**WORK ORDER**
Every line of the data is to be transcribed as it stands.

**Records from a collection**
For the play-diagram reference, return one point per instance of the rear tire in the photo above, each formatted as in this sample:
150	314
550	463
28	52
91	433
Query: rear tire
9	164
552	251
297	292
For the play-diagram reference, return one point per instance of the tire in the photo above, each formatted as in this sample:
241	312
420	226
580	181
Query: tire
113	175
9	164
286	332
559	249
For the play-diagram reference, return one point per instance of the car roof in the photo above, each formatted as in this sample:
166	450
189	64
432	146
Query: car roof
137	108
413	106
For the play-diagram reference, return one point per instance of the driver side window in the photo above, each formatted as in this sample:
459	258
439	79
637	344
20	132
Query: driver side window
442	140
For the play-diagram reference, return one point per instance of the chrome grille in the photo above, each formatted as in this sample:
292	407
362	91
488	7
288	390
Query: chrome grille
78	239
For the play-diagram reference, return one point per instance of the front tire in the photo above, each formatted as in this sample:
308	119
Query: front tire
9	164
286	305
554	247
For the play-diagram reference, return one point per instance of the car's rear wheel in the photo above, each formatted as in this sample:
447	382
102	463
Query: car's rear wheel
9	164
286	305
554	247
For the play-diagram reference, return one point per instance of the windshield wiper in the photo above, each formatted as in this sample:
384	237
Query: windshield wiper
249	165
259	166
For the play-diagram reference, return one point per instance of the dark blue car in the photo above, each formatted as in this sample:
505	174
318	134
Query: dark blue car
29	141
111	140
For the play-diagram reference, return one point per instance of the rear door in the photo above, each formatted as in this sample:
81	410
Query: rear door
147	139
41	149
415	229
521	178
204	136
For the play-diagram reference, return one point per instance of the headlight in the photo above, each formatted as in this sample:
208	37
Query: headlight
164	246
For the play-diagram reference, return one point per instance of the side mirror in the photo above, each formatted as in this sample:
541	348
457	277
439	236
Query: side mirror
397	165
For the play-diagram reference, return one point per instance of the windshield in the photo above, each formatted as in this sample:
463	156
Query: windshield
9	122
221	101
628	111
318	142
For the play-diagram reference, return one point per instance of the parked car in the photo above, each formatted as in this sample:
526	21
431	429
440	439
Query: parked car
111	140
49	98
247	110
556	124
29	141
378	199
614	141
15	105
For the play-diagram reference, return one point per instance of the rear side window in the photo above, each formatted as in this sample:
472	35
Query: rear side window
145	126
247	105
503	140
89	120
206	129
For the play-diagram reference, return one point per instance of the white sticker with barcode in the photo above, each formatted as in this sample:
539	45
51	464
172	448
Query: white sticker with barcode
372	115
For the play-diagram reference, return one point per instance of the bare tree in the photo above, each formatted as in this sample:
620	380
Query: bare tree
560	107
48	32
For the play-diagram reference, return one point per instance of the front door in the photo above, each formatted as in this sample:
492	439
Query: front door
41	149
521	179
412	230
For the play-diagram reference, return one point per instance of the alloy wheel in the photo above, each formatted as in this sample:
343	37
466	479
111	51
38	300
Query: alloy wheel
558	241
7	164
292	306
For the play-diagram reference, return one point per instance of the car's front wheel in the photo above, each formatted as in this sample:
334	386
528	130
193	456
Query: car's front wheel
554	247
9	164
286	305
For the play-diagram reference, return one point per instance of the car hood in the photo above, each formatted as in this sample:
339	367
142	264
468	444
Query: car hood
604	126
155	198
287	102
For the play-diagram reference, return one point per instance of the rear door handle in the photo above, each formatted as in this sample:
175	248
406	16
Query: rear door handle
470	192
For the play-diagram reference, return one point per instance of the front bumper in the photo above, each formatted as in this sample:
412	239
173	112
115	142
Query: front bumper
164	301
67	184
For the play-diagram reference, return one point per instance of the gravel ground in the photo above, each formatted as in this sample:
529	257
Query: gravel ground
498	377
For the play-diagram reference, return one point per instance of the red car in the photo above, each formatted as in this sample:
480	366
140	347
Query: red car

**WRITTEN RESPONSE**
For the play-diagram reference, return one point per instance of the rear tire in the photo above, each formatted as in this sample:
150	314
550	463
28	52
91	433
Query: rear tire
9	164
552	251
297	292
For the play-diagram reference, return one point per instance of the tire in the photo above, each formatted as in this sample:
241	312
420	226
580	181
Query: tire
113	175
9	164
286	332
559	249
For the play-diagram reference, return one point per instance of the car roof in the photo above, each formatted as in this sample:
166	450
189	64
432	146
Query: car roof
137	108
413	106
For the play-diagram reference, return one point per instance of the driver side window in the photo above, each formatted as in this sample:
459	258
439	79
637	344
20	132
Query: driver side window
442	140
For the play-diagram reference, return one point per instance of the chrome grille in the photo above, each formatted as in this sample:
292	407
362	91
488	7
288	390
Query: chrome grille
78	239
For the play-diagram reference, return one point per instance of the front tire in the photo above, each formatted as in this sample:
308	119
Query: front tire
9	164
286	305
554	247
For the play-diagram reference, return one point per instance of the car's rear wheel in the photo above, each formatted as in this sample:
447	382
102	463
Query: car's rear wheel
9	164
286	305
554	247
For the play-diagram reference, return one point per instance of the windshield wiper in the photo above, each formatted as in this sample:
384	237
Query: windshield wiper
249	165
259	166
For the play-diagram reference, return one point per instance of the dark blue car in the photo above, each formatted as in this sample:
505	174
318	134
Query: dark blue car
29	141
111	140
For the play-diagram reference, return one point per instance of the rear door in the photo above, each formatted as in this sample:
81	410
Query: rear door
147	139
41	149
415	229
521	178
204	136
For the play-diagram reference, return one point per instance of the headlight in the photo above, each formatted as in this sample:
208	37
Query: headlight
164	246
For the play-diagram reference, return one point per instance of the side mirror in the photo above, each formatted as in this sample:
541	348
457	277
439	236
Query: side mirror
397	165
For the play-diagram reference, return one point per instance of the windshield in the photo above, each formatted as in this sample:
463	156
Query: windshield
9	122
221	101
628	111
318	142
For the play-diagram reference, return one point per instance of the parked car in the photo above, each formatted as in this sample:
526	21
431	429
440	439
Query: parked car
111	140
49	98
247	110
556	124
29	141
378	199
614	141
15	105
For the play-diagram reference, return one point per instance of the rear side window in the photo above, each formatted as in this sample:
472	35
Query: rear side window
145	126
247	105
503	140
89	120
206	129
For the play-diagram reference, return one point per instance of the white sticker with barcode in the photo above, each formatted as in this sample:
539	45
51	464
172	448
Query: white sticker with barcode
372	115
For the play-diagram reference, return one point per instance of the bare tree in the photo above, each formatted as in this sample:
620	380
Query: bare tree
560	107
48	32
For the play-diagram reference, return one point per instance of the front door in the photo above, each formatted as in this sample:
492	439
Query: front door
41	149
521	179
412	230
For the play-diagram reference, return one point per instance of the alloy wheel in the photo above, each formatted as in this sample:
343	37
466	479
111	51
38	300
Query: alloy wheel
558	241
7	164
292	306
For the play-diagram reference, return one point per instance of the car's front wheel in the photo above, each formatted as in this sample:
334	386
528	130
193	456
Query: car's front wheel
554	247
9	164
286	305
For the play-diagram reference, return one point per instance of the car hood in the photo above, each formatted as in this sample:
339	367
142	264
468	444
Query: car hood
604	126
155	198
287	102
For the play-diagram reference, return one point per instance of the rear door handle in the photo above, each formatted as in this sample:
175	248
406	16
Query: rear door handle
470	192
For the play-diagram reference, return one point per instance of the front bumper in the photo above, each formatted as in this sample:
412	239
173	112
115	142
Query: front bumper
164	301
67	184
For the play-diagram reference, return one point per instance of the gravel ground in the photo above, each formatted as in this sample:
529	257
Query: gravel ground
498	377
For the play-diagram reference, return one point per instance of the red car in the photo above, each formatted as in this sample:
480	366
140	347
Query: red car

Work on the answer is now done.